Entries for location identification:
----

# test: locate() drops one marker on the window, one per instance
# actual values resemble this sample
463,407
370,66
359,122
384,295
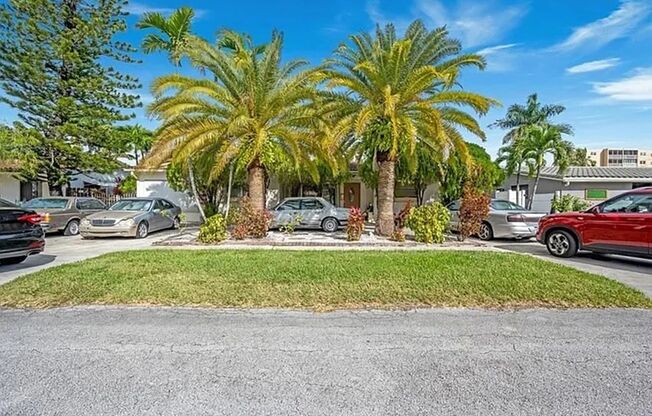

----

*What is being asked*
Recast every line of the data above as a JSON list of strings, with one string per line and blank lines omitted. Leave the pictures out of the answer.

*Written reply*
[
  "# test: locate() drops one marker on the window, one per instance",
  "# actual values resemble this sample",
  "463,407",
  "370,66",
  "359,122",
  "384,295"
]